Time for Olivia to finally come home
"I HAVE only ever known leukaemia to be a word, now it has a face to it, that face being Olivia."
Those are the words of Olivia Stapleton's dad, Michael, who has watched his little girl fight a day-to-day battle to beat the illness.
But now the nine-year-old, who was first diagnosed in December last year and has been living in Brisbane to attend daily hospital appointments, has received the good news that she can soon come home.
"Olivia can't walk, so when we get home we are going to progress with physiotherapy and hydrotherapy," he said.
"We are in for a long haul and are never out of the woods with leukaemia but are so happy to be able to go home."
Olivia was diagnosed after her parents, Allison Bent and Michael, realised there was something wrong when she broke her legs while trying to get off the toilet.
"She came home one day and said she was a bit sore and couldn't put any weight on her legs and then that happened," he said.
"When we went to the doctors nothing showed up on the scans and leukaemia was the last thing on our minds."
Mr Stapleton said after ongoing concerns and many doctors appointments in Brisbane, Olivia and her family were told that she had acute lymphoblastic leukaemia.
"It was shocking. It felt like I had been knocked for a six," he said.
"But at the same time the only thing I could think of was, okay, well, how are we going to fix this."
The months that followed were a whirlwind for the family, who packed up their lives in Bundaberg to be by their daughter's side.
Mr Stapleton said the disease had affected them all in various ways and Olivia had been through some agonising times in hospital.

* * * *

Resume the news article about Olivia Stapleton's leukaemia from where it stops. The lines that come next are separate material and are not part of the article.

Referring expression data
* * * *

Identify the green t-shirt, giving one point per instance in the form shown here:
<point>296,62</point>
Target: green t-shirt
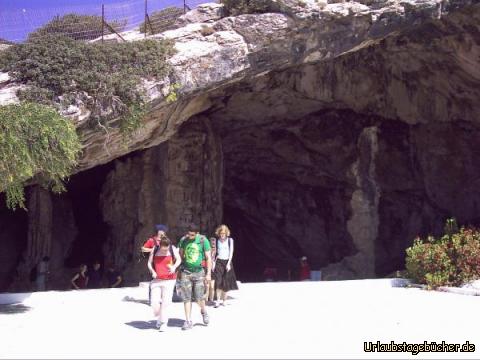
<point>193,254</point>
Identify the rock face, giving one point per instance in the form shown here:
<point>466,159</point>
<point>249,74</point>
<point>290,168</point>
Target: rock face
<point>339,131</point>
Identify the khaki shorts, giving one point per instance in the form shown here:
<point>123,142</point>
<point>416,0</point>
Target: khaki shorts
<point>191,286</point>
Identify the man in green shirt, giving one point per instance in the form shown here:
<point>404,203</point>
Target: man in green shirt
<point>194,248</point>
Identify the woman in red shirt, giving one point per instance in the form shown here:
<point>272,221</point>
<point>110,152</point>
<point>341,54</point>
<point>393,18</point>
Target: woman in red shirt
<point>163,263</point>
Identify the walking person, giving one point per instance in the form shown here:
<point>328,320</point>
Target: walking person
<point>224,275</point>
<point>154,240</point>
<point>210,292</point>
<point>80,279</point>
<point>162,263</point>
<point>193,249</point>
<point>42,273</point>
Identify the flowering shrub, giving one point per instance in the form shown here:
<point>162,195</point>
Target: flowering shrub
<point>450,260</point>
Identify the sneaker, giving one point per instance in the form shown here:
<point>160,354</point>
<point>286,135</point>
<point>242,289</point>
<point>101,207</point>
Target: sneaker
<point>159,325</point>
<point>187,325</point>
<point>206,318</point>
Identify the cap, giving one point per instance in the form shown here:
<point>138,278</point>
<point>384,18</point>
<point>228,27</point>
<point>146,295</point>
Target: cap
<point>161,227</point>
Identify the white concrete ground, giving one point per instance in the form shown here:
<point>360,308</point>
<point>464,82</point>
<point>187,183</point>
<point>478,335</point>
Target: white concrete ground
<point>264,320</point>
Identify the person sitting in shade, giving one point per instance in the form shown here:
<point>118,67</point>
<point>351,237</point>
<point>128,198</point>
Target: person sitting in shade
<point>304,273</point>
<point>80,279</point>
<point>114,278</point>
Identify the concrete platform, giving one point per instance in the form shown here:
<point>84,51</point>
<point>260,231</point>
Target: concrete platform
<point>264,320</point>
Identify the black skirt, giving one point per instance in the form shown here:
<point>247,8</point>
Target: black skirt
<point>224,280</point>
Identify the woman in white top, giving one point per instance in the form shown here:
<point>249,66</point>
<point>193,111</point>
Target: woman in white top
<point>224,275</point>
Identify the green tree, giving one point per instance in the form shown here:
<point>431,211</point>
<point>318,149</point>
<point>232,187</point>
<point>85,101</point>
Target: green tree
<point>35,141</point>
<point>109,73</point>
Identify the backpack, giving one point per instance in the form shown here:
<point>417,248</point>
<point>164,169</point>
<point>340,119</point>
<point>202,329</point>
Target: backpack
<point>202,244</point>
<point>155,249</point>
<point>33,274</point>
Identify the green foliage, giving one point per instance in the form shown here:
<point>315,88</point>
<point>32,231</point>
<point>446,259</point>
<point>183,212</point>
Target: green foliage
<point>172,95</point>
<point>238,7</point>
<point>34,141</point>
<point>77,27</point>
<point>162,20</point>
<point>452,259</point>
<point>110,73</point>
<point>5,42</point>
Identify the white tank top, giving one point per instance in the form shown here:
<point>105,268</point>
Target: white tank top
<point>223,251</point>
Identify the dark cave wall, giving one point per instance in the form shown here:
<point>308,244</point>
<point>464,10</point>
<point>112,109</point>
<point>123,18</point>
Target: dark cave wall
<point>304,188</point>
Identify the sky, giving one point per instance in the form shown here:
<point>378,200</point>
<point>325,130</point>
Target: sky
<point>20,17</point>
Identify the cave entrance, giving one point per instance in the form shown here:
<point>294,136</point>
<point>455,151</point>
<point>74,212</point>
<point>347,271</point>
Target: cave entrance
<point>287,193</point>
<point>84,191</point>
<point>13,241</point>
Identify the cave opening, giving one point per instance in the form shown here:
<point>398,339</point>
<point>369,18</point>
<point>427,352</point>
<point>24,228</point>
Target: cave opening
<point>84,191</point>
<point>285,196</point>
<point>13,241</point>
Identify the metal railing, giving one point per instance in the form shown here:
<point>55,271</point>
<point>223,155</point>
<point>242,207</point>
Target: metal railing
<point>89,22</point>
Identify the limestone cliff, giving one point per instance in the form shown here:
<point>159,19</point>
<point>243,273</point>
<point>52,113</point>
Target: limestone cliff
<point>335,130</point>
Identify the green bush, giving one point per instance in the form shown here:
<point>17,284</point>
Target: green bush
<point>77,27</point>
<point>162,20</point>
<point>450,260</point>
<point>5,42</point>
<point>34,141</point>
<point>238,7</point>
<point>110,73</point>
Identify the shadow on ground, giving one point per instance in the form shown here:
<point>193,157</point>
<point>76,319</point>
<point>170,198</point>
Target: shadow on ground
<point>14,309</point>
<point>148,325</point>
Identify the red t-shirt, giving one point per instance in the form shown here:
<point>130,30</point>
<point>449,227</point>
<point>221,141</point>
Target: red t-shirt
<point>150,243</point>
<point>161,265</point>
<point>304,272</point>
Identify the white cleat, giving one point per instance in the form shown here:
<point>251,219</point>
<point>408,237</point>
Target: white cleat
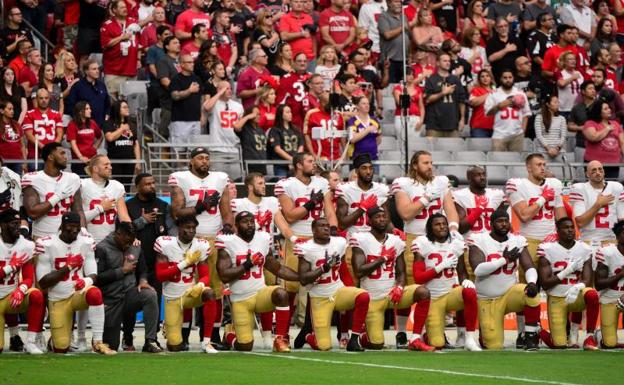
<point>32,348</point>
<point>472,345</point>
<point>208,348</point>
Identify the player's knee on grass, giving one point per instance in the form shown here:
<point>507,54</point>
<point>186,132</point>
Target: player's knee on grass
<point>279,297</point>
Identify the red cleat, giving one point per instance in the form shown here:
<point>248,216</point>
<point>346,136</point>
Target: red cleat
<point>419,345</point>
<point>590,343</point>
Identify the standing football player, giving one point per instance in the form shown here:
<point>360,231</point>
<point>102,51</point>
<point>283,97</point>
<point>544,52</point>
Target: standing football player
<point>204,194</point>
<point>494,258</point>
<point>17,276</point>
<point>319,265</point>
<point>180,259</point>
<point>537,202</point>
<point>610,282</point>
<point>242,258</point>
<point>103,198</point>
<point>50,193</point>
<point>379,264</point>
<point>67,269</point>
<point>565,273</point>
<point>438,264</point>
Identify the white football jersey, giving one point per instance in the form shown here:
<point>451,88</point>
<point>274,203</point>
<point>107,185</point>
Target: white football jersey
<point>583,196</point>
<point>266,205</point>
<point>434,253</point>
<point>611,257</point>
<point>353,194</point>
<point>327,284</point>
<point>11,180</point>
<point>237,249</point>
<point>466,200</point>
<point>559,258</point>
<point>92,194</point>
<point>501,280</point>
<point>45,186</point>
<point>194,189</point>
<point>173,250</point>
<point>378,283</point>
<point>51,253</point>
<point>543,223</point>
<point>300,195</point>
<point>10,282</point>
<point>415,191</point>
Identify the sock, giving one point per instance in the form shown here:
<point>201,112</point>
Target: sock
<point>266,320</point>
<point>592,307</point>
<point>470,312</point>
<point>209,313</point>
<point>520,322</point>
<point>282,320</point>
<point>420,316</point>
<point>359,312</point>
<point>95,312</point>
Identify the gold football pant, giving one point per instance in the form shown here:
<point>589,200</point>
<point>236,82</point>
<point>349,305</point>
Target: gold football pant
<point>492,313</point>
<point>322,309</point>
<point>375,318</point>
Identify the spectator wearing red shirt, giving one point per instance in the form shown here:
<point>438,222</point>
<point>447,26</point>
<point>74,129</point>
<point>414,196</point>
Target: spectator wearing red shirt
<point>28,76</point>
<point>200,35</point>
<point>297,28</point>
<point>42,125</point>
<point>337,26</point>
<point>12,146</point>
<point>481,125</point>
<point>226,42</point>
<point>84,136</point>
<point>120,47</point>
<point>249,80</point>
<point>187,19</point>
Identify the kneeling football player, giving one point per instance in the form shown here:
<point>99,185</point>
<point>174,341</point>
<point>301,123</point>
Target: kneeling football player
<point>378,263</point>
<point>180,259</point>
<point>241,260</point>
<point>565,272</point>
<point>494,258</point>
<point>610,282</point>
<point>17,295</point>
<point>67,269</point>
<point>319,267</point>
<point>438,264</point>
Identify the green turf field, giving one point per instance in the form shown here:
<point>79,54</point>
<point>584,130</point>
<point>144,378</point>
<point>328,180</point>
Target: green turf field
<point>389,367</point>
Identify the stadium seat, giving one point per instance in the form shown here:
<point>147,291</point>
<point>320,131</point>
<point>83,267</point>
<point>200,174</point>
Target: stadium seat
<point>479,144</point>
<point>449,144</point>
<point>470,156</point>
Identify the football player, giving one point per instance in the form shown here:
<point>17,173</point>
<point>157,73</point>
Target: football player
<point>378,263</point>
<point>50,193</point>
<point>303,198</point>
<point>319,264</point>
<point>205,194</point>
<point>494,258</point>
<point>17,274</point>
<point>103,198</point>
<point>242,258</point>
<point>180,259</point>
<point>610,282</point>
<point>537,202</point>
<point>67,269</point>
<point>565,273</point>
<point>438,264</point>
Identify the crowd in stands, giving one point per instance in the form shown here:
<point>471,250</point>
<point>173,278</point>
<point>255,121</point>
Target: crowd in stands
<point>264,74</point>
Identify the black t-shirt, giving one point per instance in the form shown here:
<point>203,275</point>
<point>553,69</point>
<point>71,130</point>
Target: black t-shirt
<point>289,140</point>
<point>189,108</point>
<point>123,147</point>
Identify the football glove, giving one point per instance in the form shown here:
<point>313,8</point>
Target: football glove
<point>395,294</point>
<point>18,295</point>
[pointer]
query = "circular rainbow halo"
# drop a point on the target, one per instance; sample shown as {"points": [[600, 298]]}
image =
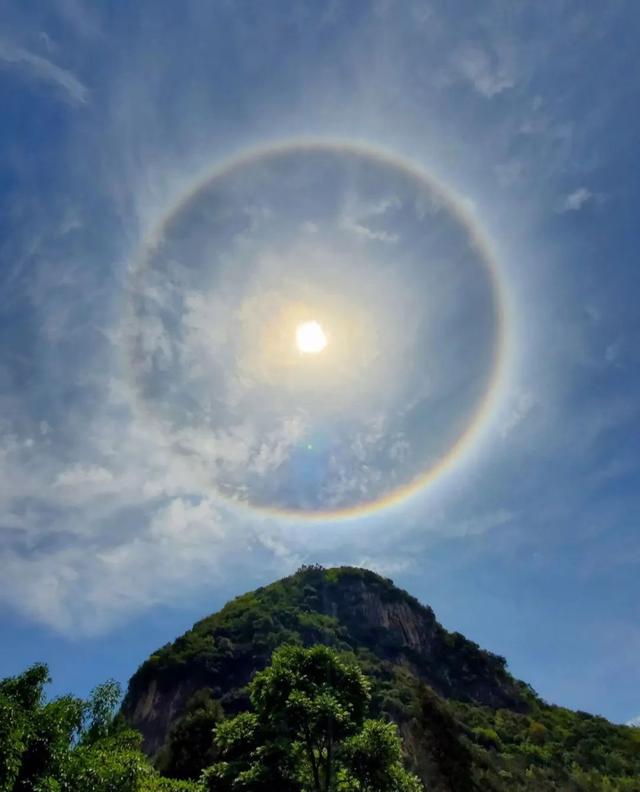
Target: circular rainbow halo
{"points": [[318, 329]]}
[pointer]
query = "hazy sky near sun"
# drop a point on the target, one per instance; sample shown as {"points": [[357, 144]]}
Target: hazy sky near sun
{"points": [[111, 543]]}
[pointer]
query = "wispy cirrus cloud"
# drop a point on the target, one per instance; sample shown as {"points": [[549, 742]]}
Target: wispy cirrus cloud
{"points": [[44, 70]]}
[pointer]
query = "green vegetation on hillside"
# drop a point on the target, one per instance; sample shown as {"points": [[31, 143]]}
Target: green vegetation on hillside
{"points": [[70, 745], [465, 722], [308, 733]]}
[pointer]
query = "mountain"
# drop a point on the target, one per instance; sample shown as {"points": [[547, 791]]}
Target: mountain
{"points": [[467, 724]]}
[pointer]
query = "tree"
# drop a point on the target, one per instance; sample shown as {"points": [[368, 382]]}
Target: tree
{"points": [[372, 761], [308, 732], [70, 744]]}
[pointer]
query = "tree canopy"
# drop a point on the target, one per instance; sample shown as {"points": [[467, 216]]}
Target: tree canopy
{"points": [[308, 730]]}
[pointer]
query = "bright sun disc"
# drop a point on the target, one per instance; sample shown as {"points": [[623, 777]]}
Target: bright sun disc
{"points": [[310, 338]]}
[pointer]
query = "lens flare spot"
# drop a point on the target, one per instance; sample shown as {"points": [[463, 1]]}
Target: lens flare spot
{"points": [[310, 338]]}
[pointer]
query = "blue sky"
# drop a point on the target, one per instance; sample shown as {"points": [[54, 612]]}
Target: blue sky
{"points": [[110, 544]]}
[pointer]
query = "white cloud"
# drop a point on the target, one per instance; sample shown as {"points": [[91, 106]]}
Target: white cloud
{"points": [[575, 200], [521, 407], [489, 75], [45, 70], [476, 526], [83, 475]]}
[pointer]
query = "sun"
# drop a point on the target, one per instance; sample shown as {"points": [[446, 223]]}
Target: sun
{"points": [[310, 338]]}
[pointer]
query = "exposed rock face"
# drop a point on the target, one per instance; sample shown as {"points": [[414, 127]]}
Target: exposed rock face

* * * *

Written response:
"There have been that many side affects with the chemo, that's why we have been in Brisbane for so long," he said.
"On Christmas she formed a clot in the brain, it was quite scary.
"She wasn't herself that day and I remember she sat up on the lounge all of a sudden and said, 'Something is happening, I am going to die'."
Mr Stapleton said now, with only a few physiotherapy appointments left, the family had been given the green light to make their way home.
He said the past year had been a curtain to the real world, but Olivia had remained strong.
"She has grown so much in that time, gone from our youngest to maturing in a way that you wouldn't believe," he said.
"They are resilient, these kids, and I have come to know over this time that it is your children that make you stronger."
With their lives consumed by doctors appointments, Mr Stapleton said things back at home had been left on the back-burner.
"When your child's life hangs in the balance the last thing you worry about is paying your mortgage," he said.